*** Input for this task ***

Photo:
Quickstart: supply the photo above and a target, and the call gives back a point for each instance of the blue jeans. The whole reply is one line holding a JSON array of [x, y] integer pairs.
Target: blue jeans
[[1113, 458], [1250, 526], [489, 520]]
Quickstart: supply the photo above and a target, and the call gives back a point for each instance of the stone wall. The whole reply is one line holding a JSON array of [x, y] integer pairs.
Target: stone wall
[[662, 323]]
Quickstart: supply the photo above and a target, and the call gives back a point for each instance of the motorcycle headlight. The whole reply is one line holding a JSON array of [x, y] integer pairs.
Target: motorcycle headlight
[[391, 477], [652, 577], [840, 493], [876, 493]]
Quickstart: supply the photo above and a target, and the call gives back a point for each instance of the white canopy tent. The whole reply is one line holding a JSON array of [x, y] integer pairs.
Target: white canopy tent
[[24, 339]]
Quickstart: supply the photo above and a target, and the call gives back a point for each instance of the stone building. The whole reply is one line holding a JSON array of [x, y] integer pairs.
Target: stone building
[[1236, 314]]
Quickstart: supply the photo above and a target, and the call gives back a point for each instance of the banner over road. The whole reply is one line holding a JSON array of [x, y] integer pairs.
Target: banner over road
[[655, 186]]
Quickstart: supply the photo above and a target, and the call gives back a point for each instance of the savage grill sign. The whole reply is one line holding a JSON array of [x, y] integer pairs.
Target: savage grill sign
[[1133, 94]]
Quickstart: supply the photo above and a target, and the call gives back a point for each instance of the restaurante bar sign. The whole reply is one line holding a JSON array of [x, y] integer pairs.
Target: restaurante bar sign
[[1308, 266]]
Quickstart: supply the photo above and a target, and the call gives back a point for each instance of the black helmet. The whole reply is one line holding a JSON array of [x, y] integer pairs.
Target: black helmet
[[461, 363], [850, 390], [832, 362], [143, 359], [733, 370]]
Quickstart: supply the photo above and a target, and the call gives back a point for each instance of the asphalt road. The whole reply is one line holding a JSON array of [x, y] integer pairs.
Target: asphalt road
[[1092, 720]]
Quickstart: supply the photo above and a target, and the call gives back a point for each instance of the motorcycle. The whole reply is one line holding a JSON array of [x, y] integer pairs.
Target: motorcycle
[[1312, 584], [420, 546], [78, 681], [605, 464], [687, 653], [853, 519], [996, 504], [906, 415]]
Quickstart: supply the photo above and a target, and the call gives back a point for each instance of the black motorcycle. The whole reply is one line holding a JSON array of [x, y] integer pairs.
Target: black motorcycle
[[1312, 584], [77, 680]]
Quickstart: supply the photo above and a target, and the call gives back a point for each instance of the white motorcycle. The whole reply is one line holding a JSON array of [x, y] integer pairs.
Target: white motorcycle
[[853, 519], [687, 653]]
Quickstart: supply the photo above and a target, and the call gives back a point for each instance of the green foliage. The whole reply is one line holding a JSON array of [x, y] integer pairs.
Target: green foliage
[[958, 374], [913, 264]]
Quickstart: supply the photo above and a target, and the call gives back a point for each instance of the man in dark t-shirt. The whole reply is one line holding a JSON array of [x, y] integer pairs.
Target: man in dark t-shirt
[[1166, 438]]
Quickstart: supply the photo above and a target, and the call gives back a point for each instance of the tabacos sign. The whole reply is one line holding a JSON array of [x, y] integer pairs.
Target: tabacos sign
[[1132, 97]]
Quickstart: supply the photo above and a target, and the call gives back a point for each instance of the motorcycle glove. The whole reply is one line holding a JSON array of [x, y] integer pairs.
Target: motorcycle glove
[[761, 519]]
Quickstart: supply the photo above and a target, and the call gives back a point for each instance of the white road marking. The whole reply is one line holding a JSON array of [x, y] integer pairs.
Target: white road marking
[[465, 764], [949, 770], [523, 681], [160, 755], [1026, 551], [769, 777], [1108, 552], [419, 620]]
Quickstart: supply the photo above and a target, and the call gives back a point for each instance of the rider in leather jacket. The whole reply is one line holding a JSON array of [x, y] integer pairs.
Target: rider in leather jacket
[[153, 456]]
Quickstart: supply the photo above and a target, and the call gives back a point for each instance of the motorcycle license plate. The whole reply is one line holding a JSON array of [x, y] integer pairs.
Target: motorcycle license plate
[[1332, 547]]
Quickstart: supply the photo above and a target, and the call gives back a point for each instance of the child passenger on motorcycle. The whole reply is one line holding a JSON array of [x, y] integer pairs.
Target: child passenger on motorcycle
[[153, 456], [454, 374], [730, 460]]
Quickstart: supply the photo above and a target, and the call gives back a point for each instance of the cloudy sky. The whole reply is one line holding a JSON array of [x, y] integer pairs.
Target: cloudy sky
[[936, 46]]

***

Exercise brief: The line containing "Target: child passenger on motorcycle" and all lines after it, through the end of the entries above, are to be returned exactly and alone.

Output below:
Target: child passenger on motorcycle
[[153, 456], [454, 374], [730, 460]]
Quickstart: supply the photo above and a target, and the call gives back a point for each instance of the cloudy sky. The whole reply is one line holding a JSON array of [x, y] integer pairs.
Target: cloudy sky
[[936, 46]]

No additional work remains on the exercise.